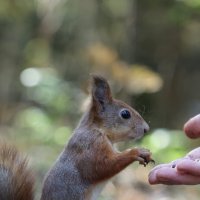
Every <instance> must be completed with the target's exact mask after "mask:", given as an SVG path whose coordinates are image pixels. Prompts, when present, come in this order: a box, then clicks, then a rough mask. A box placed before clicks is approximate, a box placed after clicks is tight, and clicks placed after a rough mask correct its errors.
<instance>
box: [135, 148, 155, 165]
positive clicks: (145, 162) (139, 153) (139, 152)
mask: <svg viewBox="0 0 200 200" xmlns="http://www.w3.org/2000/svg"><path fill="white" fill-rule="evenodd" d="M131 151H133V153H134V154H135V160H136V161H139V163H140V164H141V165H144V166H146V165H147V164H148V163H149V162H153V163H155V161H154V160H153V159H152V158H151V155H152V154H151V152H150V151H149V150H148V149H145V148H138V149H132V150H131Z"/></svg>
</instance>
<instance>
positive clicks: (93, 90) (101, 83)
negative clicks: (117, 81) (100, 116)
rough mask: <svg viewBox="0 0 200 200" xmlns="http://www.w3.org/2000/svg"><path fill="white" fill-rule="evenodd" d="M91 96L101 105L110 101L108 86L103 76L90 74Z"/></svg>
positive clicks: (105, 80)
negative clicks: (91, 82) (91, 91)
mask: <svg viewBox="0 0 200 200" xmlns="http://www.w3.org/2000/svg"><path fill="white" fill-rule="evenodd" d="M92 97H93V102H95V103H98V104H100V105H101V106H102V105H105V104H106V103H109V102H111V101H112V95H111V91H110V86H109V84H108V82H107V80H106V79H105V78H104V77H102V76H99V75H92Z"/></svg>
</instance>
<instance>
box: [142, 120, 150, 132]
mask: <svg viewBox="0 0 200 200" xmlns="http://www.w3.org/2000/svg"><path fill="white" fill-rule="evenodd" d="M143 127H144V133H147V132H148V131H149V129H150V128H149V125H148V124H147V123H146V122H144V124H143Z"/></svg>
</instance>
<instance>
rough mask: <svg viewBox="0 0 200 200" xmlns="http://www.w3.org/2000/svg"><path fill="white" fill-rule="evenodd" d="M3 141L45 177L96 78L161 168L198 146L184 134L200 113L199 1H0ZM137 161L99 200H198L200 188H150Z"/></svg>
mask: <svg viewBox="0 0 200 200" xmlns="http://www.w3.org/2000/svg"><path fill="white" fill-rule="evenodd" d="M0 61H1V62H0V136H1V140H6V141H9V142H10V143H12V144H15V146H17V148H18V149H19V150H20V151H21V152H22V153H24V154H26V155H28V157H29V158H30V165H31V166H32V168H33V170H34V171H35V173H36V179H37V195H36V199H39V194H40V188H41V183H42V179H43V177H44V175H45V173H46V172H47V170H48V169H49V168H50V166H51V165H52V164H53V162H54V161H55V159H56V157H57V155H58V154H59V153H60V152H61V150H62V148H63V146H64V144H65V143H66V142H67V141H68V139H69V138H70V136H71V134H72V132H73V129H74V128H75V126H76V124H77V123H78V121H79V119H80V116H81V115H82V113H83V112H84V110H85V109H86V104H87V102H88V86H89V79H90V75H89V74H90V73H94V72H95V73H100V74H102V75H104V76H106V77H107V79H108V80H109V81H110V84H111V87H112V90H113V93H114V96H115V97H116V98H120V99H122V100H123V101H125V102H127V103H129V104H130V105H132V106H133V107H134V108H136V109H137V110H138V111H139V112H140V113H141V115H142V116H143V117H144V119H145V120H146V121H147V122H148V123H149V124H150V127H151V132H150V134H148V135H147V136H146V137H145V138H143V139H142V140H140V141H137V142H135V141H133V142H129V143H126V144H124V143H123V144H119V148H120V149H125V148H127V147H128V146H129V147H133V146H136V145H139V146H145V147H146V148H149V149H151V151H152V152H153V155H154V158H155V160H156V164H159V163H164V162H169V161H171V160H173V159H177V158H179V157H181V156H183V155H185V154H186V153H187V152H188V151H189V150H191V149H192V148H195V147H197V146H199V144H200V143H199V140H193V141H192V140H190V139H188V138H186V136H185V135H184V134H183V132H182V127H183V124H184V122H185V121H187V120H188V119H189V118H190V117H192V116H194V115H195V114H198V113H199V110H200V84H199V80H200V66H199V64H200V0H153V1H148V0H123V1H122V0H84V1H82V0H28V1H27V0H3V1H1V2H0ZM153 166H154V165H153V164H151V165H150V166H148V167H146V168H144V167H142V166H138V163H134V164H133V165H131V166H129V167H128V168H127V169H126V170H124V171H123V172H122V173H120V174H119V175H118V176H117V177H115V178H114V179H113V181H112V183H109V184H108V185H107V187H106V188H105V189H104V191H103V192H102V195H101V197H100V199H101V200H131V199H135V200H155V199H156V200H172V199H176V200H185V199H193V200H197V199H199V196H200V188H199V186H178V187H176V186H171V187H170V186H163V185H159V186H150V185H149V184H148V181H147V177H148V172H149V171H150V169H151V168H152V167H153Z"/></svg>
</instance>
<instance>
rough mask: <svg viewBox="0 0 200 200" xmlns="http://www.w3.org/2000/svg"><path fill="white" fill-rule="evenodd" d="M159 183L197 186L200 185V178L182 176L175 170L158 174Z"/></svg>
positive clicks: (187, 174)
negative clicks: (191, 185)
mask: <svg viewBox="0 0 200 200" xmlns="http://www.w3.org/2000/svg"><path fill="white" fill-rule="evenodd" d="M157 182H158V183H160V184H166V185H183V184H184V185H195V184H199V183H200V177H199V176H192V175H190V174H180V173H178V172H177V171H176V170H175V169H174V170H168V172H167V174H166V171H164V170H162V171H158V172H157Z"/></svg>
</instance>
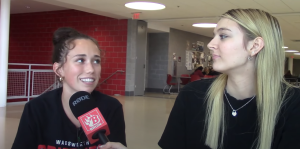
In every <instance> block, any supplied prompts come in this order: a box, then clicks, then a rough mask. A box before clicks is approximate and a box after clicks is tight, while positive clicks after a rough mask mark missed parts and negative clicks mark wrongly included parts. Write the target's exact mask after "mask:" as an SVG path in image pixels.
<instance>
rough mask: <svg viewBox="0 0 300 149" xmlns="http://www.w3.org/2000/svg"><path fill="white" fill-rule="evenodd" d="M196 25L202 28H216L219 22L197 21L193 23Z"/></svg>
mask: <svg viewBox="0 0 300 149" xmlns="http://www.w3.org/2000/svg"><path fill="white" fill-rule="evenodd" d="M193 26H194V27H202V28H215V27H216V26H217V24H215V23H197V24H193Z"/></svg>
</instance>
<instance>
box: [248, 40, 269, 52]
mask: <svg viewBox="0 0 300 149" xmlns="http://www.w3.org/2000/svg"><path fill="white" fill-rule="evenodd" d="M249 44H250V45H249V46H251V47H250V50H248V51H249V53H250V56H255V55H256V54H257V53H258V52H260V51H261V50H262V49H263V48H264V46H265V42H264V39H263V38H262V37H256V38H255V39H254V40H252V41H251V42H249Z"/></svg>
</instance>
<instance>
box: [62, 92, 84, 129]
mask: <svg viewBox="0 0 300 149" xmlns="http://www.w3.org/2000/svg"><path fill="white" fill-rule="evenodd" d="M72 95H73V94H72V93H70V92H68V91H67V90H65V89H64V88H63V92H62V95H61V100H62V105H63V108H64V111H65V113H66V115H67V117H68V118H69V119H70V121H71V122H72V123H73V124H74V125H75V126H76V127H77V128H79V127H80V123H79V121H78V120H77V118H76V117H75V116H74V114H73V112H72V110H71V108H70V106H69V100H70V97H71V96H72Z"/></svg>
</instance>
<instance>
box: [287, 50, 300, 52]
mask: <svg viewBox="0 0 300 149" xmlns="http://www.w3.org/2000/svg"><path fill="white" fill-rule="evenodd" d="M285 52H299V51H297V50H285Z"/></svg>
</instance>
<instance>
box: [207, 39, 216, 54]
mask: <svg viewBox="0 0 300 149" xmlns="http://www.w3.org/2000/svg"><path fill="white" fill-rule="evenodd" d="M207 48H208V49H209V50H212V51H213V50H216V48H217V43H216V39H215V37H214V38H213V39H212V40H211V41H210V42H209V43H208V44H207Z"/></svg>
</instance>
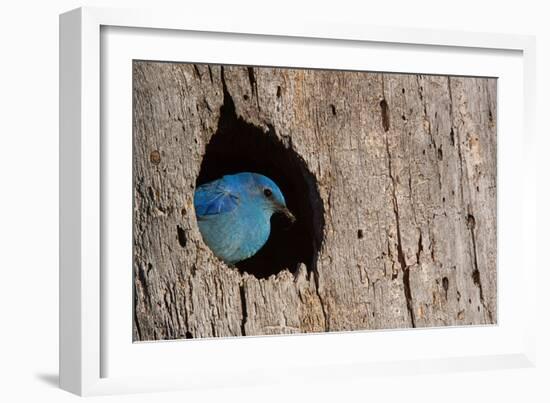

* _Task to complete_: Each line from the first line of the listing through the line with "box: [135, 148, 155, 165]" must be printed exactly, both ends included, and no picture may appear.

* _Written response_:
Every <instance> must be completed with the target's exact mask after "mask:", given as an SVG path whose coordinates are image pixels. Prompts, when present, come in this order: a box, then clicks, then a rough mask. A box placed before clicks is approximate, a box placed after clicks is tight, and clicks placed after a rough mask correct its errors.
<instance>
box: [135, 148, 155, 165]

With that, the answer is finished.